(AUFGABE UND VORGABEN) Geben Sie aus dem nachfolgenden Text über Hesekiels Berufung die Passage von „Die ersten Worte“ bis „mit dir reden.“ wortgetreu wieder.

(AUSZUG DER QUELLE)
┌──

Der Prophet Hesekiel (2)
Kapitel 2

Henry Allen Ironside

© SoundWords, online: 30.04.2024, updated: 06.05.2024

Der Auftrag des Propheten

Wenn Gott einen Menschen dazu beruft, in einer bestimmten Funktion für Ihn zu handeln, befähigt Er ihn für den Dienst, den er verrichten soll. Augustinus sagte treffend: „Gottes Befehle sind Gottes Befähigungen.“ Das Fleisch mag vor der großen Aufgabe zurückschrecken, aber wer sich auf Gott verlässt, kann sagen: „Ich hingegen, ich bin mit Kraft erfüllt durch den Geist des HERRN“ (Mich 3,8). Gott schickt niemand, der auf eigene Rechnung oder in eigener Kraft handelt, geschweige denn sich von seiner eigenen Weisheit leiten lässt. Das zeigte sich deutlich bei Mose (2Mo 4,10-15) und bei Jeremia (Jer 1,4-19); und es zeigt sich hier sehr deutlich bei der Berufung Hesekiels ins Prophetenamt. Er hatte bereits Visionen von Gott gesehen. Nun wurde er beauftragt, Gottes Sprachrohr für Israel und die Völker zu sein. Der HERR spricht auch nach zweieinhalb Jahrtausenden noch mit Macht und Klarheit.

Vers 1

Die ersten Worte dieses Kapitels sind eine große Herausforderung. Der Herr sagte zu Hesekiel:

Hes 2,1: Und er sprach zu mir: Menschensohn, stelle dich auf deine Füße, und ich will mit dir reden.

└──

(BEREITGESTELLTES MATERIAL)
┌──

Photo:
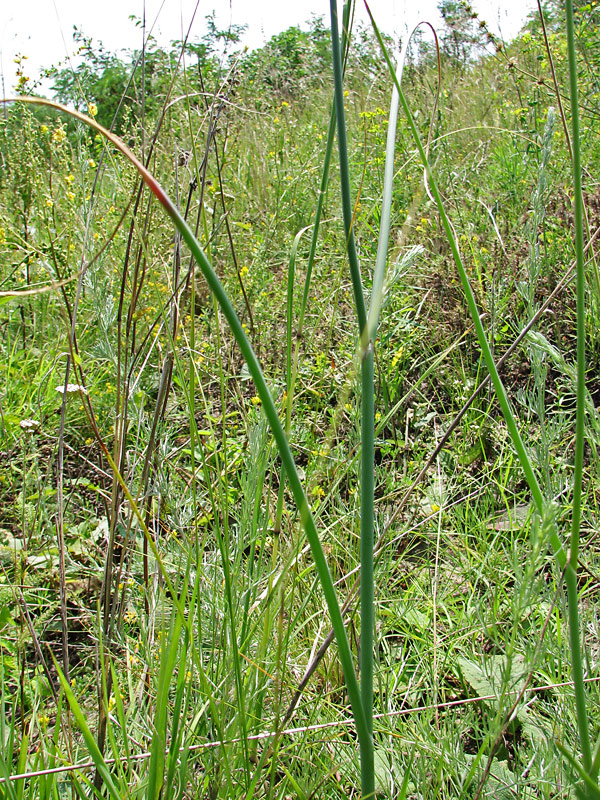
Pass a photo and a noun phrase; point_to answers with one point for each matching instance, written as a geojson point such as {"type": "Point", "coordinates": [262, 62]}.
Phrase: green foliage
{"type": "Point", "coordinates": [192, 605]}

└──

(ERGEBNIS DER AUFGABE)
Die ersten Worte dieses Kapitels sind eine große Herausforderung. Der Herr sagte zu Hesekiel:

Hes 2,1: Und er sprach zu mir: Menschensohn, stelle dich auf deine Füße, und ich will mit dir reden.